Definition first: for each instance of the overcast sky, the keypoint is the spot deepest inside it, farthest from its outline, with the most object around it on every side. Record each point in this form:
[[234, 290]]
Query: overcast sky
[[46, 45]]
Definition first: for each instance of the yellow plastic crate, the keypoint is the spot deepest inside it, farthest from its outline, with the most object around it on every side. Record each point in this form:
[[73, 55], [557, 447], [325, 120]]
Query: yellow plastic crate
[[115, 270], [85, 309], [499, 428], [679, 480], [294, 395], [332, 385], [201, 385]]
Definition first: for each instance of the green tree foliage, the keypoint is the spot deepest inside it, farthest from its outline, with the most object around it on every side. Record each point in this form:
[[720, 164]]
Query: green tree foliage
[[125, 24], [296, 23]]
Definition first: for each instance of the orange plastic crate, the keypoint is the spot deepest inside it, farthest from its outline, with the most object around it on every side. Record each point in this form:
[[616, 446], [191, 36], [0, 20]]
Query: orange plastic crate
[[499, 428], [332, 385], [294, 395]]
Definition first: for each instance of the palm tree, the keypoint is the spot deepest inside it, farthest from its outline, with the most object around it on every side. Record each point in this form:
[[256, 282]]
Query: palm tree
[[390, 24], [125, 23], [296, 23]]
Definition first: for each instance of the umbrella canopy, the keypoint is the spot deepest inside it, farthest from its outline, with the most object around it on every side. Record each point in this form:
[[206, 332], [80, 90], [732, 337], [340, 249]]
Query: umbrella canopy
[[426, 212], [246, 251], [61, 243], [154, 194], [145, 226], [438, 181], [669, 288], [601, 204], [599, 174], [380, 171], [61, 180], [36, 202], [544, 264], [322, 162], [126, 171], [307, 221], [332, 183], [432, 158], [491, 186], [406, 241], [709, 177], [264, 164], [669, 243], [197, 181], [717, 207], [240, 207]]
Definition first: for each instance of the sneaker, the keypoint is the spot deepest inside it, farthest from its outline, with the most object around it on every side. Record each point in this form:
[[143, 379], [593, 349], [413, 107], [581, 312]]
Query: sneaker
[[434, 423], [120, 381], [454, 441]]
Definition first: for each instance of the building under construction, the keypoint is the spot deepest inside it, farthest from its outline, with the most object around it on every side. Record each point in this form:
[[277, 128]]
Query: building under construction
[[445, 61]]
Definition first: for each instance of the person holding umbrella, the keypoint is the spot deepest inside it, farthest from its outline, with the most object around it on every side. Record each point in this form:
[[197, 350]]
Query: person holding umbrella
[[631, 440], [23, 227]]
---*---
**Exercise brief**.
Repeat precisely the lines of the data starting at the one containing "[[143, 379], [593, 349], [413, 107], [581, 312]]", last line included.

**Result of this exercise**.
[[143, 379], [593, 349], [413, 107], [581, 312]]
Query: sneaker
[[434, 423], [120, 381], [454, 441]]
Definition first: for each instance of the building under construction, the keypoint is the spot deepest inside it, farthest from its outline, with the most object around it on every side. Record each point in this form:
[[277, 128]]
Query: building under construction
[[445, 61]]
Definition first: for each instance of the person holding umbrella, the keypoint is the spot deepest inside it, farthest from its outline, with the most object around it on every side. Record each point in this form:
[[197, 350]]
Query: person holding umbrella
[[631, 440], [23, 227]]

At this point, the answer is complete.